Directions for this task » Pick out every line in the listing below that contains the word "sled", and copy each of those lines. Letter case matters.

(Entries for pointing at named objects)
==================================================

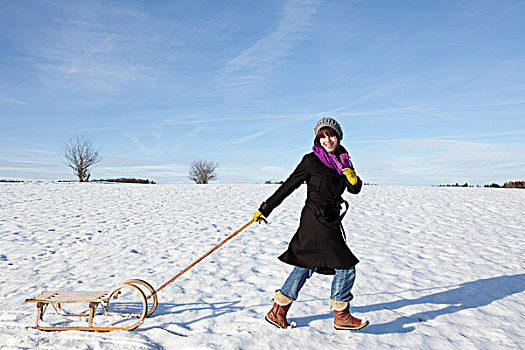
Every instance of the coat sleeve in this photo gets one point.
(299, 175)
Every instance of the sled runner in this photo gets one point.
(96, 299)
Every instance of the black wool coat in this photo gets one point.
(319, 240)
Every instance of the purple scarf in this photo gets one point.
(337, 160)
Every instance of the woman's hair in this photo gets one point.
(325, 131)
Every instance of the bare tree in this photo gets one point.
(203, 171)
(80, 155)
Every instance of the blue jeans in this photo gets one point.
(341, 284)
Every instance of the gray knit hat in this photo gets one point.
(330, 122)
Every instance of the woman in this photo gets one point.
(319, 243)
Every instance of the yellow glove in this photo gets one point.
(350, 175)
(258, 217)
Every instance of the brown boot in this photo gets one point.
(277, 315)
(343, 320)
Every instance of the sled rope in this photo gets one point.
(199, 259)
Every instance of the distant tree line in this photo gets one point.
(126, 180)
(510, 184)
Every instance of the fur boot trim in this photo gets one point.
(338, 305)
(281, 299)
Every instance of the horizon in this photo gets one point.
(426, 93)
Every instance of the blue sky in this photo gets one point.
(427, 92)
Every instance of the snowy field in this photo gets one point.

==================================================

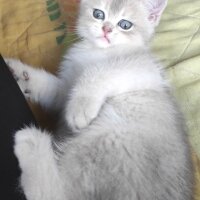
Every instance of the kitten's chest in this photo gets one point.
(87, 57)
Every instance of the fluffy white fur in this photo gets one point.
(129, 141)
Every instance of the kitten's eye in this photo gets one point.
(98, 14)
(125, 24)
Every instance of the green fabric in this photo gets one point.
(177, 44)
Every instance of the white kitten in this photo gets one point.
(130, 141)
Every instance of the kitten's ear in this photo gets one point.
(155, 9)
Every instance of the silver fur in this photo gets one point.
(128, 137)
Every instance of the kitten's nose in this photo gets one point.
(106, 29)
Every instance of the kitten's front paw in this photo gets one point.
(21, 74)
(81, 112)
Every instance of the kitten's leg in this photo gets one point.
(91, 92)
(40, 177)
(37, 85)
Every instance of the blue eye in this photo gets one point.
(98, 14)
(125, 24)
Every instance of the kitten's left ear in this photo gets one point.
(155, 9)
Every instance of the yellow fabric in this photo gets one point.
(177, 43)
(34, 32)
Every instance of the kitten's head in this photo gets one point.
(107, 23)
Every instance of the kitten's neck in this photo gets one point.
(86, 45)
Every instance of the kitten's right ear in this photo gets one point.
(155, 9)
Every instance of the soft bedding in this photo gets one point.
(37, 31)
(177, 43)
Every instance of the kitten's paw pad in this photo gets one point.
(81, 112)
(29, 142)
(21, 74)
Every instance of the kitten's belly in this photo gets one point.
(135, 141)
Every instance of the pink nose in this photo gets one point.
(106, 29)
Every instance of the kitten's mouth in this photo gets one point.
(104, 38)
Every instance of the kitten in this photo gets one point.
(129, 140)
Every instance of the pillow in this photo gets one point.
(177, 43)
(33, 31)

==================================================

The output »
Every instance of the sled runner in this photo gets one point.
Every instance of the sled rope in this photo gets one point.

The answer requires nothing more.